Saturday, October 1, 2016

The Miami Beach Check-Out Line Murder Case

     On Monday December 1, 2014, at the M & L Market in Miami Beach, Florida, 58-year-old Mohammed Hussein found himself standing in the express check-out line behind a man with a basket overloaded with groceries. Mr. Hussein, the father of two, complained to this shopper that he was in the wrong line, that he had far too many items to check out. The express line violator ignored Mr. Hussein and continued to unload his grocery basket.

     When Mr. Hussein again objected to what the shopper in front of him was doing, the man told him to mind his own business. This led to an exchange of angry words. In the midst of the argument, the offending shopper, without warning, delivered a vicious backhand that knocked Mr. Hussein off his feet.

     The unconscious victim fell backward and his head bounced off the grocery store floor. Blood immediately began pooling around his skull. As the man who struck him fled the store an employee called 911.

     Paramedics rushed Mr. Hussein to the Ryder Medical Center where he slipped into a coma with a fractured skull and severe bleeding on the brain. Back at the M & L Market, detectives viewed surveillance camera footage of the assault.

     On Thursday night December 11, 2014, officers with the Miami Beach Police Department arrested 53-year-old Roger Todd Perry at his home in Palm Beach County. A Miami-Dade County prosecutor charged Perry with felony battery of Mr. Hussein. Shown the surveillance camera footage and informed that several witnesses had picked him out of a photo line-up, Mr. Perry confessed to striking Mr. Hussein in the grocery store check out line.

━━━━━━━━━━━━━━━━━━━━

Which calendar dates appear in the text about the Miami Beach check-out line case? List every one. Rely only on the text above.

▶ Collected data entries:
━━━━━━━━━━━━━━━━━━━━

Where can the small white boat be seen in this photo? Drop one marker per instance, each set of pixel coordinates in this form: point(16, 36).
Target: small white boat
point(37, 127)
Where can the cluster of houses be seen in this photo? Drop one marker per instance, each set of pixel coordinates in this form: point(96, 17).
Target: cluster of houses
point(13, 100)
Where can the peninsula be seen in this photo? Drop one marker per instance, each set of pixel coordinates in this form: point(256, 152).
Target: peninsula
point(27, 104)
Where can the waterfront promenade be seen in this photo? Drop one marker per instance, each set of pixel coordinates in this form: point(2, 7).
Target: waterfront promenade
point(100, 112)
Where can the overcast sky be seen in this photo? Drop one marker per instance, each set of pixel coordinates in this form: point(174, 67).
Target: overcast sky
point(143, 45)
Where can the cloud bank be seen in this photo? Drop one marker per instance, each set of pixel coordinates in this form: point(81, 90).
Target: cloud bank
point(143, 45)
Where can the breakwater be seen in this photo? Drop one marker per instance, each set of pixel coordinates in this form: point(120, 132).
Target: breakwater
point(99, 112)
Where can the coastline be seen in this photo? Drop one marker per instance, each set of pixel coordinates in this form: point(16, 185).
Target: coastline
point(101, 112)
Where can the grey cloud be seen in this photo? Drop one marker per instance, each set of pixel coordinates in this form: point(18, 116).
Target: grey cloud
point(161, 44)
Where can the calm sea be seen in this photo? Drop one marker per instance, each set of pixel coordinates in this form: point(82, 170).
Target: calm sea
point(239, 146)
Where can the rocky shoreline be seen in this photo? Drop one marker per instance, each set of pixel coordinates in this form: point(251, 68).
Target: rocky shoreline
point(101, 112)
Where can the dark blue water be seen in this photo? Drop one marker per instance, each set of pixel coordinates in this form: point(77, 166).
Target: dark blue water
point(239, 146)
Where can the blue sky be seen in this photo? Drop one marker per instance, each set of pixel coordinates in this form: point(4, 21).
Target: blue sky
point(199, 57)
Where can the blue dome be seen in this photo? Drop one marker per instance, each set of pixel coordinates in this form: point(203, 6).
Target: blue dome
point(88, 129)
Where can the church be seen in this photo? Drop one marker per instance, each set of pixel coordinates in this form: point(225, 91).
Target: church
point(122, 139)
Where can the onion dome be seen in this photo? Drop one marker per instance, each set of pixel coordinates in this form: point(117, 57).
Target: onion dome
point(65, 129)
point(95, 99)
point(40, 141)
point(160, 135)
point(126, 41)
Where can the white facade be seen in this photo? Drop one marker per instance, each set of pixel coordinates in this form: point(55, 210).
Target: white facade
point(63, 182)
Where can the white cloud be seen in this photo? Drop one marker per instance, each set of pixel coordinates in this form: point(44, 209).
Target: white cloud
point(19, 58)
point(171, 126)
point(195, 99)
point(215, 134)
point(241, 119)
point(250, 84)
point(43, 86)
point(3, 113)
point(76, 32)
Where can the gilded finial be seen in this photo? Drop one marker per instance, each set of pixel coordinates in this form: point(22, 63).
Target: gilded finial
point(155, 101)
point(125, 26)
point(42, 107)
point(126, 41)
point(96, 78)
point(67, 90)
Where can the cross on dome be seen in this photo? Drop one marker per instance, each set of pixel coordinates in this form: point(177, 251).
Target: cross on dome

━━━━━━━━━━━━━━━━━━━━

▶ Answer:
- Saturday, October 1, 2016
- Monday December 1, 2014
- Thursday night December 11, 2014